Directive 1: Rescale the bounding-box records starting at the line that contains "identify the pier" and ending at the last line of the records, writing each of those lines out again with its request unchanged. In the answer boxes only, multiply every coordinate by 0.85 and round to whole numbers, with halves rounded up.

Source text:

If you break down the word manufacture, you have “manu,” which means “with your hands,” and “factre,” which means to make or do.
Ironically, technology has changed the manufacturing process immensely leaving little to do by hand. Thanks to computers and industrial robots, manufacturing work is largely automated. Much of the heavy lifting and hazardous “blue collar” labor has been eliminated.
So what does this mean for the job market? If machines are taking over the work, isn’t the manufacturing industry a dying field?
Not exactly. Machines can have a dramatic and substantial effect on productivity, but man is still needed. Many new fields have been created in response to the technology-driven manufacturing revolution.
One of those fields is computer-integrated machining (CIM).
What is computer-integrated machining?
Computer-integrated machining, or CIM, is a profession that is essential to today’s manufacturing process. Machinists are needed to run the sophisticated computers, tools, and equipment that take a production idea from an initial concept through design, development, and production. Virtually every product (and every production line) relies on precision parts produced by a combination of high-tech tools and expert machinists.

Bounding-box records:
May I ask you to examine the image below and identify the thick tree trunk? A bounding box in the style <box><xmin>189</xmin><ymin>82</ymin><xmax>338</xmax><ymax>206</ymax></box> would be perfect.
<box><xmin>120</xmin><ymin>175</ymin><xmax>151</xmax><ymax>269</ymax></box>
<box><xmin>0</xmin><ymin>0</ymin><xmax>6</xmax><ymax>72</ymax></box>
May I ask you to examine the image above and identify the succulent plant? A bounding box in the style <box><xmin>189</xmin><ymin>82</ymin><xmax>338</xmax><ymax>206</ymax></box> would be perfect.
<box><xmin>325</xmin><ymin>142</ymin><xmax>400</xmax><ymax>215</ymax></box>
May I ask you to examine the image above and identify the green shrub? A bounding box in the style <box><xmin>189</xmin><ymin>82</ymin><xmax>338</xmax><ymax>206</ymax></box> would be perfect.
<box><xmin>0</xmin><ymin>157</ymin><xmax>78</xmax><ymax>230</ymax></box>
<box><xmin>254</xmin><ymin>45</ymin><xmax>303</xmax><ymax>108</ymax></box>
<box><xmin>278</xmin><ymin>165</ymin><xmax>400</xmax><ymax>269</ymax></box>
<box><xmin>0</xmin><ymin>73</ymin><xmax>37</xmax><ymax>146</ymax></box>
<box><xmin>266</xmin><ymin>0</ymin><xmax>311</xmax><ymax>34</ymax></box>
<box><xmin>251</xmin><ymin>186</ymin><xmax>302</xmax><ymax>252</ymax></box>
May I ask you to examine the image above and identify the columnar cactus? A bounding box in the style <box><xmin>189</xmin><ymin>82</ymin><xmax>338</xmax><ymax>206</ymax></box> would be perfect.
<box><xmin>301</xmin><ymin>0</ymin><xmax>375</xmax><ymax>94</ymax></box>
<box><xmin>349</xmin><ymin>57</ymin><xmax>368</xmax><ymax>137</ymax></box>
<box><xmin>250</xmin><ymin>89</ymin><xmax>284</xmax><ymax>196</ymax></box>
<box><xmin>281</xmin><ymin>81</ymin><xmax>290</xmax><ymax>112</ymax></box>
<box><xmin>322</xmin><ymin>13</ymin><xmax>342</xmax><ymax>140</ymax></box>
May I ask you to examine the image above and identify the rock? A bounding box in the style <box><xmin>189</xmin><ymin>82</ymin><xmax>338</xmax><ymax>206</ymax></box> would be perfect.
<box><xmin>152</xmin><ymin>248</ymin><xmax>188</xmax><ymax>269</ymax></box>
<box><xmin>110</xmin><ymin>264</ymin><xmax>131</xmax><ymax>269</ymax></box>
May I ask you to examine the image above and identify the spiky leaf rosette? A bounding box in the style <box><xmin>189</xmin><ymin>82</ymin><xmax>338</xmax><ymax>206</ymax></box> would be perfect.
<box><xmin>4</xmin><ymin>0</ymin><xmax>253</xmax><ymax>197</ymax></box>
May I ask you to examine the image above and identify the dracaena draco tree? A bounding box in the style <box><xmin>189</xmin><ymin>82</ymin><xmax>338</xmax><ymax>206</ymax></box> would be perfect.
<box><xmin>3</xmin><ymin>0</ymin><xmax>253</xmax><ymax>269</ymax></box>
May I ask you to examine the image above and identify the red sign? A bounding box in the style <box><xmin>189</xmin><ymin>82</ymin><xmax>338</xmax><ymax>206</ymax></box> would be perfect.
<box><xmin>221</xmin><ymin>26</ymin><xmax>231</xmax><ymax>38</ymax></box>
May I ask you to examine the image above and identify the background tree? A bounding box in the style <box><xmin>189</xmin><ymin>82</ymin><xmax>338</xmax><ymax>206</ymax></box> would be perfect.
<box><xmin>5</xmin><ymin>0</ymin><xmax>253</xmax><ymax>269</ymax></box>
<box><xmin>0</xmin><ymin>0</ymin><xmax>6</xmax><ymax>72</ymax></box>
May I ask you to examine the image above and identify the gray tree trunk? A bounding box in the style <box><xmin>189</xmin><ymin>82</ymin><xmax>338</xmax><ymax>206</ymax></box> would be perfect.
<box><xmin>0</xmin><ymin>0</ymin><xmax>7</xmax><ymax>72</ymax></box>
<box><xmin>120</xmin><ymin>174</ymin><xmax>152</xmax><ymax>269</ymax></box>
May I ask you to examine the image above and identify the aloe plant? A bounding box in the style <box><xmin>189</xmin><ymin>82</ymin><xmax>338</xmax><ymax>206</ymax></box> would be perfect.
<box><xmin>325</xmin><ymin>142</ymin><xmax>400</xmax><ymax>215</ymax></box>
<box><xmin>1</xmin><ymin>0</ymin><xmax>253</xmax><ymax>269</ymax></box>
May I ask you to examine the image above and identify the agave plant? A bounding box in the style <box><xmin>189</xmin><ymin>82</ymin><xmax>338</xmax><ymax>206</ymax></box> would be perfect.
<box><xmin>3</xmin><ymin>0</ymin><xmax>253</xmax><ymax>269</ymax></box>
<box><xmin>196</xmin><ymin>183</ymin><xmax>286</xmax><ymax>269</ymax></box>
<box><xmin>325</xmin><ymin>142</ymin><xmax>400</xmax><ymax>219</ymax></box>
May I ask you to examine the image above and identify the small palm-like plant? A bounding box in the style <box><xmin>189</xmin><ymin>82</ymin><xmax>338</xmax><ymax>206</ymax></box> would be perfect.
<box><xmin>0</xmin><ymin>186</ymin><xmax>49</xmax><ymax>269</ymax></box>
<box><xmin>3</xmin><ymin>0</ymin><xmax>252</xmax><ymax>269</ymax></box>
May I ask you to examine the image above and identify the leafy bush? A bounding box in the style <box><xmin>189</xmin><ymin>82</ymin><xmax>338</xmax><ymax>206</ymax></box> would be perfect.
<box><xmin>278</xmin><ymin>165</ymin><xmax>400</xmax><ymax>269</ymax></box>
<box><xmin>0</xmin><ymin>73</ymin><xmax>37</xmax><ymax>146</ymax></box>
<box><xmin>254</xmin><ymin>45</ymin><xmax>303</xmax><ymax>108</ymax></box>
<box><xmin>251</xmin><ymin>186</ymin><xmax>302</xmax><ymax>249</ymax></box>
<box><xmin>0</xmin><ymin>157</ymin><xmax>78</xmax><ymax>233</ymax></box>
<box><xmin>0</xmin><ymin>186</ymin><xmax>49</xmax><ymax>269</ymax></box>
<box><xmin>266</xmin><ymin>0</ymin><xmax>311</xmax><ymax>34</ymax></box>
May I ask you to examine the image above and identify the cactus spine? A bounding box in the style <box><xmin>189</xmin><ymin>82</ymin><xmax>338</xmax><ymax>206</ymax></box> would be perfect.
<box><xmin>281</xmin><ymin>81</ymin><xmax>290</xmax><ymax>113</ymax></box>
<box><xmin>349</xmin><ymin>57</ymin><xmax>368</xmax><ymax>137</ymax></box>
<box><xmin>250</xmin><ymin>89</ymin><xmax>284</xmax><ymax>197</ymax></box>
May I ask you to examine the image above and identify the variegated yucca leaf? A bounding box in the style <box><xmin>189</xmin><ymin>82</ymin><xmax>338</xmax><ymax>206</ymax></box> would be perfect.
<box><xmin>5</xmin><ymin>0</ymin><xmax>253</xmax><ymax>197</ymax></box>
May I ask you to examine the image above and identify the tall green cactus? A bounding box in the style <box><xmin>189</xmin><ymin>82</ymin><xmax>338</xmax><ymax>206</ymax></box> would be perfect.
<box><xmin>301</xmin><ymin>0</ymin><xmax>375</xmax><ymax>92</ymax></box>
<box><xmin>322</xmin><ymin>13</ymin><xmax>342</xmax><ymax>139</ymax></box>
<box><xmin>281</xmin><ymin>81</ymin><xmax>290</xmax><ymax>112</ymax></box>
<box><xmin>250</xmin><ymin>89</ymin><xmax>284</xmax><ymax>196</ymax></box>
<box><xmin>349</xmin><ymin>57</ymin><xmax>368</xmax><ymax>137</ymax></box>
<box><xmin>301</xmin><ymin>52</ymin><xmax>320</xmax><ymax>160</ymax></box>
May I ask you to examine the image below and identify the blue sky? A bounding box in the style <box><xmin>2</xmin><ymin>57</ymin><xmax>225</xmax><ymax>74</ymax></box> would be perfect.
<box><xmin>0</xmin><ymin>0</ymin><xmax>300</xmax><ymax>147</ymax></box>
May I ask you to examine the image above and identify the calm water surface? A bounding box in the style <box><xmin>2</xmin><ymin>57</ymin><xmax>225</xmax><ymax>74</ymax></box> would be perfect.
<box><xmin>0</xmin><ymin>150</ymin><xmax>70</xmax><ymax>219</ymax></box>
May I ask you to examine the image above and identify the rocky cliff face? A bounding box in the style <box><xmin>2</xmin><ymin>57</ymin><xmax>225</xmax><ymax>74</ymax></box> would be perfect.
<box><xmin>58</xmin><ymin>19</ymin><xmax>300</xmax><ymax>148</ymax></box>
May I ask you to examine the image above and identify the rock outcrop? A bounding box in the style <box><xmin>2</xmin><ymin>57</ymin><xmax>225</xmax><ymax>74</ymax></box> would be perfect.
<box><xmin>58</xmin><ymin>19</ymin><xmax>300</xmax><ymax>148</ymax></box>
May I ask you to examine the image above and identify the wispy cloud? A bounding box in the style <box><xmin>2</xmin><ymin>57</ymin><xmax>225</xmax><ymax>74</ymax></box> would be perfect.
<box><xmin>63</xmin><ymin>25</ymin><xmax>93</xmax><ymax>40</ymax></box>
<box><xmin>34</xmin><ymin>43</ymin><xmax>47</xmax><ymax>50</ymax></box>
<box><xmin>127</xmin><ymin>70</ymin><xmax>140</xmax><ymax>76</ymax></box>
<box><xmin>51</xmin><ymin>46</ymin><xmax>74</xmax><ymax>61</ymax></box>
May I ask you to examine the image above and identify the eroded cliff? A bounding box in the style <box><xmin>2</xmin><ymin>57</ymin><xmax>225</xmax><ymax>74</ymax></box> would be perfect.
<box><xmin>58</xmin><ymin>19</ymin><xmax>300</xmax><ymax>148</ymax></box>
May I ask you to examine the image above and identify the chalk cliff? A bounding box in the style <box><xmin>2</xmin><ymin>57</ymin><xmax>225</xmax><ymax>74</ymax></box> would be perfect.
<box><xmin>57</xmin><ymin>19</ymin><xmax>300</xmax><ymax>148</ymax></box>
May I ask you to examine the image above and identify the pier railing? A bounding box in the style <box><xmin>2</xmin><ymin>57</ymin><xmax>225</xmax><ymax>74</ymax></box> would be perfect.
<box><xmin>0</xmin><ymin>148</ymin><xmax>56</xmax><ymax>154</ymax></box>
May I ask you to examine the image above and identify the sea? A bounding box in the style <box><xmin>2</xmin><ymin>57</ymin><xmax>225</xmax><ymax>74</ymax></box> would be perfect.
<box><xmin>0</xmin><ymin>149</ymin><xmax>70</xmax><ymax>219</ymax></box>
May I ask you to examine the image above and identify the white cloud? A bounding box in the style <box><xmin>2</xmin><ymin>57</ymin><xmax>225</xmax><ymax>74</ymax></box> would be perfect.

Directive 2: In the source text on manufacturing, what does the abbreviation CIM stand for?

Written response 1:
May I ask you to examine the image above and identify the pier railing? A bounding box in the style <box><xmin>2</xmin><ymin>57</ymin><xmax>225</xmax><ymax>74</ymax></box> would be perfect.
<box><xmin>0</xmin><ymin>126</ymin><xmax>48</xmax><ymax>131</ymax></box>
May I ask you to examine the image above and identify the sea? A bounding box in the style <box><xmin>2</xmin><ymin>57</ymin><xmax>225</xmax><ymax>74</ymax></box> would be perfect.
<box><xmin>0</xmin><ymin>127</ymin><xmax>60</xmax><ymax>186</ymax></box>
May I ask you to examine the image above and identify the white cloud? A bounding box in the style <box><xmin>2</xmin><ymin>57</ymin><xmax>225</xmax><ymax>74</ymax></box> would be perfect.

Written response 2: Computer-integrated machining.